━━━━━ Raw data

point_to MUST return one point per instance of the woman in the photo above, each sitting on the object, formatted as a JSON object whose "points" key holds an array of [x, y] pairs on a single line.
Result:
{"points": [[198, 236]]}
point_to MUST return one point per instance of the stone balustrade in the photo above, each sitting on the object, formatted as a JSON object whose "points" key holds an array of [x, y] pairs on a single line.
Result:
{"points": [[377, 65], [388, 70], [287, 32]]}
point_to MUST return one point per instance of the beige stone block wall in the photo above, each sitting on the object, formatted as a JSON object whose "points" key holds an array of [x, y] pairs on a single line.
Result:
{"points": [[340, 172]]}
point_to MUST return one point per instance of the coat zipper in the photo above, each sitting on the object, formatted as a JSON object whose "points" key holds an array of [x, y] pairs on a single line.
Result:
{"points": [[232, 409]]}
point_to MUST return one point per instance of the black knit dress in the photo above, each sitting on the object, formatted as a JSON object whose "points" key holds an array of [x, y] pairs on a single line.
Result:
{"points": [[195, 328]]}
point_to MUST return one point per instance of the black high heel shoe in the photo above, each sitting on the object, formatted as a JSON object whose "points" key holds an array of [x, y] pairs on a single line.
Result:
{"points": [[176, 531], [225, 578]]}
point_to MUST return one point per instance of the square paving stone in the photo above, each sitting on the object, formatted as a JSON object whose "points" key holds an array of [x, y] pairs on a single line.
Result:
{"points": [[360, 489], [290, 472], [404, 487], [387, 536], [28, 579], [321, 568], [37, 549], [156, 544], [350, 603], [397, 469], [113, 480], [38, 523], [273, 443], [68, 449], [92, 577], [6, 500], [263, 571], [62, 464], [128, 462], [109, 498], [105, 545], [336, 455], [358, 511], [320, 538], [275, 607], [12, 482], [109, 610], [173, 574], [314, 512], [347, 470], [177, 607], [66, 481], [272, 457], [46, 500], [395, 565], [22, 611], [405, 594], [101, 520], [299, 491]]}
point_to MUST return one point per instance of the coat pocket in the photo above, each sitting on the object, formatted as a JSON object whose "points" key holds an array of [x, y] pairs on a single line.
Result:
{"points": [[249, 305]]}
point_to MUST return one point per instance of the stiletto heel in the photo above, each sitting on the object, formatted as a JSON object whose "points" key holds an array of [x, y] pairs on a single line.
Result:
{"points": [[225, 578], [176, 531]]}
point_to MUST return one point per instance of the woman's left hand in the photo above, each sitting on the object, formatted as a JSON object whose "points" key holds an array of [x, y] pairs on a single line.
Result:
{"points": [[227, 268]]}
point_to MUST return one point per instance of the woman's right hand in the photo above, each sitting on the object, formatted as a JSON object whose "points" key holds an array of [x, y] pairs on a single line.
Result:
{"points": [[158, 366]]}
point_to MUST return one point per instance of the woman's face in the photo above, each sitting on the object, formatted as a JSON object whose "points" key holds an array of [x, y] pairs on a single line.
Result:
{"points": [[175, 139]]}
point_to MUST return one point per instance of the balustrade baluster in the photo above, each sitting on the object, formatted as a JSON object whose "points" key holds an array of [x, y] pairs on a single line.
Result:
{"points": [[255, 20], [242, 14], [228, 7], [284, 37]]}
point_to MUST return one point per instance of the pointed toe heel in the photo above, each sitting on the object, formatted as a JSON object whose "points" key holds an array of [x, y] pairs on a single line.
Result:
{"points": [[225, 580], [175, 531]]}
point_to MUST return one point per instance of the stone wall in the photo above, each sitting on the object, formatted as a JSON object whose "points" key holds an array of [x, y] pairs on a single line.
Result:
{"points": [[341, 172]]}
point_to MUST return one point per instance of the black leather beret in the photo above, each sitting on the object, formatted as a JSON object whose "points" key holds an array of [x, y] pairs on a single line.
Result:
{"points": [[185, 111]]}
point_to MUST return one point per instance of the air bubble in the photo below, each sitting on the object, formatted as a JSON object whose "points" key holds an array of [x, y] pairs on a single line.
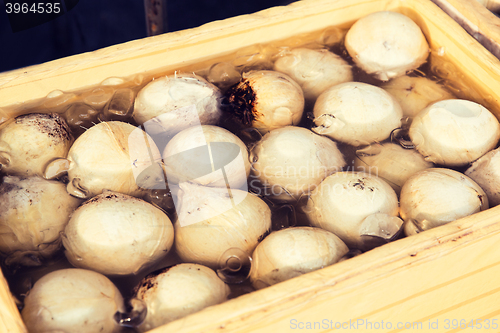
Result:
{"points": [[135, 314], [234, 266], [57, 101], [80, 117], [401, 136], [161, 198], [120, 107], [98, 97], [371, 150], [223, 75]]}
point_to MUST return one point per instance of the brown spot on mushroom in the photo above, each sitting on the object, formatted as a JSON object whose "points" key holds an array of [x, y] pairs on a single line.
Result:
{"points": [[240, 100], [52, 124]]}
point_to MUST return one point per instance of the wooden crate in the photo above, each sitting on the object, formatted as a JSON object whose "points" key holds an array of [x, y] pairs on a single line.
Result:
{"points": [[445, 276], [474, 17]]}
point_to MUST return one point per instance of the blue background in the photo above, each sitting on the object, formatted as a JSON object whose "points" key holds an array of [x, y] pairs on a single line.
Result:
{"points": [[94, 24]]}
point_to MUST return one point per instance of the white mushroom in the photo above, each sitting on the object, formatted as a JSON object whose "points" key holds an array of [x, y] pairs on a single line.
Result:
{"points": [[391, 162], [356, 113], [178, 291], [437, 196], [454, 132], [72, 301], [292, 161], [314, 70], [386, 44], [33, 213], [486, 173], [116, 234], [415, 93], [207, 155], [113, 156], [169, 104], [360, 208], [266, 100], [28, 143], [292, 252], [212, 221]]}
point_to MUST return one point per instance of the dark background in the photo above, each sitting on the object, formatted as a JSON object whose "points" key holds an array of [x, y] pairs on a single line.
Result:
{"points": [[94, 24]]}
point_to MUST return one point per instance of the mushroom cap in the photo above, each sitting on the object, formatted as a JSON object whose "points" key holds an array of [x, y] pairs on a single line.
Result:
{"points": [[454, 132], [179, 291], [356, 113], [437, 196], [116, 234], [73, 301], [343, 202], [33, 213], [386, 44], [169, 104], [291, 252], [111, 156], [314, 70], [485, 171], [30, 142], [292, 161]]}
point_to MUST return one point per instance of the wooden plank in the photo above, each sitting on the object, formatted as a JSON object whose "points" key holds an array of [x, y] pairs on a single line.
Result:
{"points": [[444, 273]]}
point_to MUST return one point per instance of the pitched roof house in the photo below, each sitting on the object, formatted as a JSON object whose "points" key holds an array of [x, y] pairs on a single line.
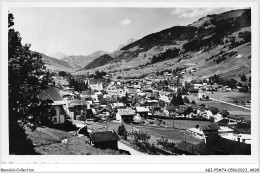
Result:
{"points": [[105, 139]]}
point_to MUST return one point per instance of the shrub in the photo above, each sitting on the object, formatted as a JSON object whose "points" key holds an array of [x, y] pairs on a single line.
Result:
{"points": [[166, 144], [141, 137], [122, 131]]}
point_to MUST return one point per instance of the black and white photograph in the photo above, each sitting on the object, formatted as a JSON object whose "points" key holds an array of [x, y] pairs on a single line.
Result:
{"points": [[151, 82]]}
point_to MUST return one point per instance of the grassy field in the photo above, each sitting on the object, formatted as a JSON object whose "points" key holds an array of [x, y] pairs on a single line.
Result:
{"points": [[47, 136], [173, 134], [236, 111], [48, 141], [75, 146], [231, 96]]}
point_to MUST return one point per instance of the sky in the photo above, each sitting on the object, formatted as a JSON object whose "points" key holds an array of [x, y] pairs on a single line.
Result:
{"points": [[82, 31]]}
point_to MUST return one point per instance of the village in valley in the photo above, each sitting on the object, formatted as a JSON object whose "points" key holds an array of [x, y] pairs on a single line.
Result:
{"points": [[158, 114], [185, 90]]}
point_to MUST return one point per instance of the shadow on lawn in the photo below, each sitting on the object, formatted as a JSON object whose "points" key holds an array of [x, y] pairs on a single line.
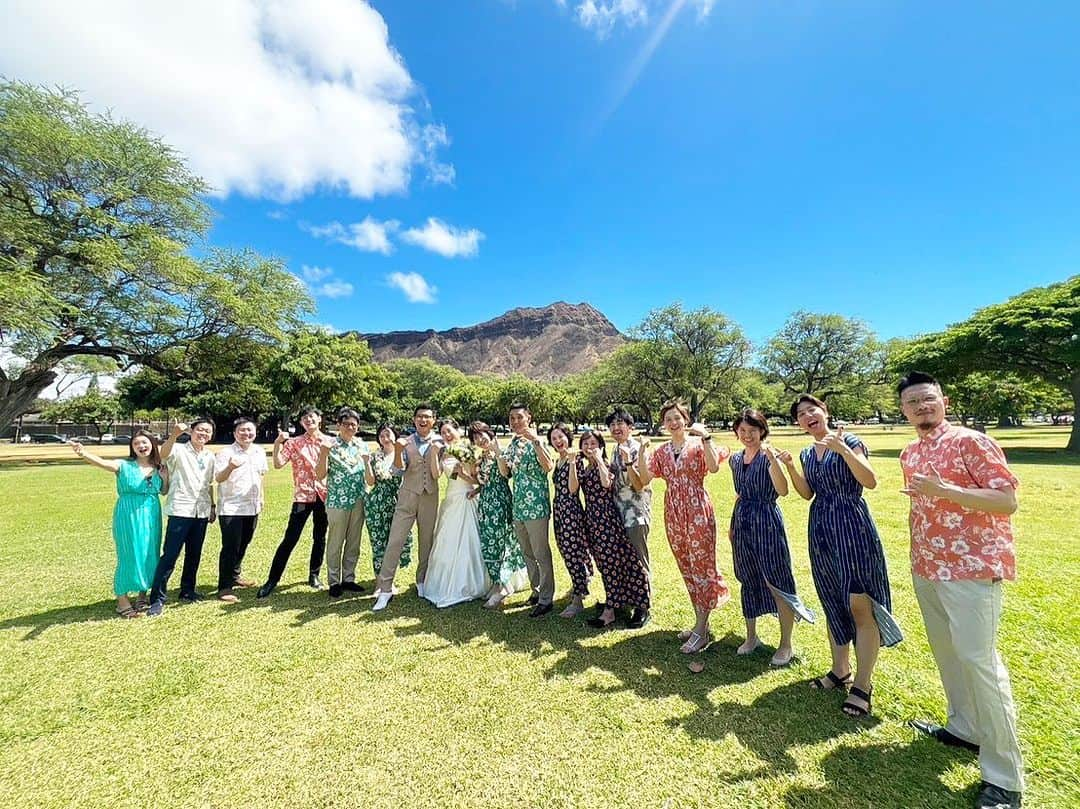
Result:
{"points": [[38, 622], [909, 774]]}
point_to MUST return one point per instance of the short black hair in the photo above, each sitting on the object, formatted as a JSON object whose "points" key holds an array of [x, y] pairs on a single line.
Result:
{"points": [[807, 398], [915, 377], [754, 418], [348, 413]]}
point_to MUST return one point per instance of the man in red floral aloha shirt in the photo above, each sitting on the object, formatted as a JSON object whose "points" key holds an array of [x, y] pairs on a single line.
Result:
{"points": [[962, 494]]}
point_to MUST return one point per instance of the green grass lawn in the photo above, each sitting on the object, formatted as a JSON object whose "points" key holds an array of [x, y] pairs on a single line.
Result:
{"points": [[298, 701]]}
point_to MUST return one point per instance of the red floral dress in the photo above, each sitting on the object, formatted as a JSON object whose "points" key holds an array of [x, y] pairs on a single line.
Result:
{"points": [[690, 522]]}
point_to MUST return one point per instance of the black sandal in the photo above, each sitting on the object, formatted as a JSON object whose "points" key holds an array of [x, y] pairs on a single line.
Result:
{"points": [[851, 709], [834, 681]]}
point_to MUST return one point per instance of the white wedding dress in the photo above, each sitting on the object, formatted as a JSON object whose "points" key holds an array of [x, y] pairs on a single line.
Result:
{"points": [[456, 570]]}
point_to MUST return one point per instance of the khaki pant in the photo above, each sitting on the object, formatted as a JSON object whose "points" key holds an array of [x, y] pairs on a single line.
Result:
{"points": [[343, 527], [961, 619], [638, 536], [421, 510], [532, 538]]}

━━━━━━━━━━

Goal: Copy, character for character, the lines from the line that holds "point_to MUST return one point per instance of the white wedding" through the final line of the records above.

Exercise result:
point_to MUST return one point per instance of the white wedding dress in the photo above, each sitting on the object, formatted as a JSON object whose "points" key holds an array of [x, y] pairs on a single line.
Result:
{"points": [[456, 570]]}
point_to MUST return one point per instance of the khaki pant in the photo above, each sitting on the object, formatted as a JSON object whose "points" key holds an array of [x, y] pairs on a single line.
Result:
{"points": [[343, 527], [961, 619], [638, 536], [421, 510], [532, 538]]}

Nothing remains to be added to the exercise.